## Given request
Count the lines in the material below that contain the word "spectator". Reply with that number alone.

>> START Records to process

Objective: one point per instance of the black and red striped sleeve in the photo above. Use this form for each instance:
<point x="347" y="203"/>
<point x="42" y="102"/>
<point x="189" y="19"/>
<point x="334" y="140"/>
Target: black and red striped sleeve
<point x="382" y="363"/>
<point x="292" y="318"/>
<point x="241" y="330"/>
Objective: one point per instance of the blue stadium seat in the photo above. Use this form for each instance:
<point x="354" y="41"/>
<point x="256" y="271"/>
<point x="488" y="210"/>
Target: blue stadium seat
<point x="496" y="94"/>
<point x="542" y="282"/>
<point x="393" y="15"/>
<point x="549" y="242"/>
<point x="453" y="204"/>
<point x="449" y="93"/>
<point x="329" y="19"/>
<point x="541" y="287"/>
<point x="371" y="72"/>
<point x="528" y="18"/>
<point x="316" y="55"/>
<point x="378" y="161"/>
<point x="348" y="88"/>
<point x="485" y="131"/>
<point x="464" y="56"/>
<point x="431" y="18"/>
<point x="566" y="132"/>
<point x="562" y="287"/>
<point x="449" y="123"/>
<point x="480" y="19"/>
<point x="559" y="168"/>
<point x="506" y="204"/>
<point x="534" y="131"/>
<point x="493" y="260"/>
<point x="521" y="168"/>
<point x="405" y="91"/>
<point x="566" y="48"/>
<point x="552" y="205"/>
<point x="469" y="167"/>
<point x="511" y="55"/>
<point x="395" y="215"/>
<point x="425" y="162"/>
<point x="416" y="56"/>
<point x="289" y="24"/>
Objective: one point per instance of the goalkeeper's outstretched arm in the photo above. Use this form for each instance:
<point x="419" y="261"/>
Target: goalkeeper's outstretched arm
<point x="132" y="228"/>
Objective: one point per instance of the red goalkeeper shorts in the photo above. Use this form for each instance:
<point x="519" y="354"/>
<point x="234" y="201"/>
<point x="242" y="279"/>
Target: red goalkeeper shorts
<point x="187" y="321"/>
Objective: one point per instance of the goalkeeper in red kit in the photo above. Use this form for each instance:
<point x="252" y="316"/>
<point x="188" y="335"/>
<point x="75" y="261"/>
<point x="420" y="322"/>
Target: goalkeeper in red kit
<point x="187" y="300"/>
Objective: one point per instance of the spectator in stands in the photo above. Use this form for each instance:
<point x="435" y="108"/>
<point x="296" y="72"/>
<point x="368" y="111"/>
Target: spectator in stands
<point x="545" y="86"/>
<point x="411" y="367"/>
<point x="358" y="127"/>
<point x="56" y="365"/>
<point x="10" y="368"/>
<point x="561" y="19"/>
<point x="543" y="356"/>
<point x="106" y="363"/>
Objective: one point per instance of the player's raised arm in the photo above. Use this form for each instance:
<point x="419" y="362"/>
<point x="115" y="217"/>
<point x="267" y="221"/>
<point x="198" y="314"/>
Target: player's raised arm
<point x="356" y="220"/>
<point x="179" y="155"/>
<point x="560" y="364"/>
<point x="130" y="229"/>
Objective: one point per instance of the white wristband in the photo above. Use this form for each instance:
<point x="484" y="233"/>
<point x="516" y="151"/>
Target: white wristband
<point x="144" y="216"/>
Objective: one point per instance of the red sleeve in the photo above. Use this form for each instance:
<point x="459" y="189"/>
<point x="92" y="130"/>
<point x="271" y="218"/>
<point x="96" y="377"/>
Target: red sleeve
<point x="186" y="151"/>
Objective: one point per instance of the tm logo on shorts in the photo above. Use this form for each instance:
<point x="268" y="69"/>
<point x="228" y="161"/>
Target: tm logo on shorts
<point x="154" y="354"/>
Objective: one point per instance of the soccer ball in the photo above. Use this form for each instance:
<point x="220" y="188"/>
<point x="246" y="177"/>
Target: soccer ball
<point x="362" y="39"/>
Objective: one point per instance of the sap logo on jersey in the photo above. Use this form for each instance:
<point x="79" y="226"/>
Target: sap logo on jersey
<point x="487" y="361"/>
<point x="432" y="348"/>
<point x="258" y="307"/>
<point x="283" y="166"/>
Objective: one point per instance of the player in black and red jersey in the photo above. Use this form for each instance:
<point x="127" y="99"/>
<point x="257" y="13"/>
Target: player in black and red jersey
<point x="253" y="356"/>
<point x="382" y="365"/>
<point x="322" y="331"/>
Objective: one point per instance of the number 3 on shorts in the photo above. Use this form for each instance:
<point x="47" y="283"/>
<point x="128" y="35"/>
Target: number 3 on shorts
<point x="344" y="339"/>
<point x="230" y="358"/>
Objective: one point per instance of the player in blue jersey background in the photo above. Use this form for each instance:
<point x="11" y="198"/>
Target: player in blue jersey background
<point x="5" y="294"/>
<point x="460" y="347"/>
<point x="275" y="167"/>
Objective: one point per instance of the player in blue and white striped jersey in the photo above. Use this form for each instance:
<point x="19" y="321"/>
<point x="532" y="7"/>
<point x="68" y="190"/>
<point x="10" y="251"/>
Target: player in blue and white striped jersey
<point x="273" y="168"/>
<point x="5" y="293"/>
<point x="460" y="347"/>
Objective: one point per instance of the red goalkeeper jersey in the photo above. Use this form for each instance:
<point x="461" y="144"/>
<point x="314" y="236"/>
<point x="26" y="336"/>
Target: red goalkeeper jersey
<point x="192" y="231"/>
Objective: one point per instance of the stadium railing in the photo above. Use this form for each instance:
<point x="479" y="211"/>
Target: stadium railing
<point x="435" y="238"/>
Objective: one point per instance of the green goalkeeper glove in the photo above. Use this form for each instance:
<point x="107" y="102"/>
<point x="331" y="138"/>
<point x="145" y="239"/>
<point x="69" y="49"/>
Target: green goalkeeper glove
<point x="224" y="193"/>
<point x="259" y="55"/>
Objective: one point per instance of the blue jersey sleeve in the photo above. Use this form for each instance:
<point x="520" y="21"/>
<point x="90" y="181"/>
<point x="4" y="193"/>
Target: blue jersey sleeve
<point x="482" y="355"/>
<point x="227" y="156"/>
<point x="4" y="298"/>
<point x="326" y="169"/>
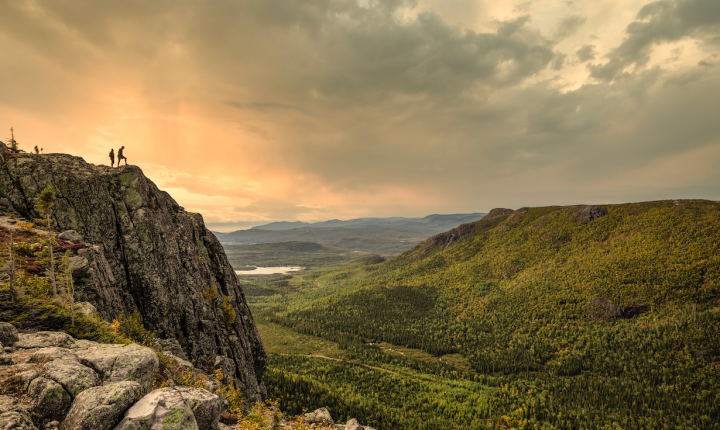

>> END Records to process

## Answer to this task
2